+++ Document section +++

CPU 0: Machine Check Exception: 0000000000000004

Bank 0: b200004000000800

Bank 5: b200121014040400

Kernel panic – not syncing: CPU context corrupt

 

Any help appreciated. Thanks,

 

Joe

Looks like memory.  Not seated properly, bad, wrong voltage, whatever.

 

 

Bill

  • Author

Thanks Bill. I wondered whether the reference to 'Banks' meant the RAM. Perhaps I zapped it when moving the components over to the new case. I'll try reseating and see how it goes.

Thanks Bill. I wondered whether the reference to 'Banks' meant the RAM. Perhaps I zapped it when moving the components over to the new case. I'll try reseating and see how it goes.

A lot of today's memory need to have the voltage set higher than standard for a motherboard.  Recommend you run the memory test for a few cycles once you re-seat the memory.

 

Joe L.

  • Author

I've noticed that. However, the RAM was fine for a good 7 months while I was with 4.2.1, so unless the requirements for 4.3.3 are different, I think the voltage should be okay. I may give it a little tweak if memtest requires it. Thanks for the tip.

  • Author

More info:

 

This seems to happen when I stop the array. I've shut down the server since I'm at work now, but when I start it up again, I'll do the memtest and see what gives.

  • Author

3 passes of memtest with no errors.

+++

** Problems to work on **
1 – Answer these about the forum thread on the kernel panic:
(a) What did Bill say the problem looked like?
(b) For how long had the RAM worked fine under 4.2.1?
(c) How many passes of memtest were run, and with what result?
2 – Write the next part of the forum thread about the kernel panic, starting after its last post.
The data that comes after this thread is from a separate source.

+++ Information supplied +++

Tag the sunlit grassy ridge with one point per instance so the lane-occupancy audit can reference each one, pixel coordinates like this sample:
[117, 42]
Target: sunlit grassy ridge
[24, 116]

+++

** Exercise results **
1 –
(a) Memory.
(b) A good 7 months.
(c) 3 passes, with no errors.

2 –
 

So, other ideas included reverting back to my Netgear ethernet card to see whether the driver of my Broadcom could be causing trouble. Unfortunately, the Broadcom NIC is a PCIe one and the Netgear was a PCI one, which was in the only spare slot; that slot is now filled with a 4 port SATA card. I could try using the onboard nVidia gigabit interface.

 

Any other thoughts?

I could try using the onboard nVidia gigabit interface.

 

Onboard nVidia gigabit usually works fine, drivers are included in unRAID.

  • Author

I'm leaning more and more towards my PSU not having enough juice. It's a new Antec 650W unit. I have 9 HDs and 8 fans (120 mm) in total, with drive cages and case fans.

On startup, all the fans spin up, but then 2 of them stop once the HDs spin up.

From what I've seen. the kernel panic usually happens on a 'stop array' command being sent. From another thread, I'm assuming that this command causes the drives to spin up so that they can be unmounted? I'm wondering, if so, whether the power spike is fatally taking away juice form the RAM/CPU?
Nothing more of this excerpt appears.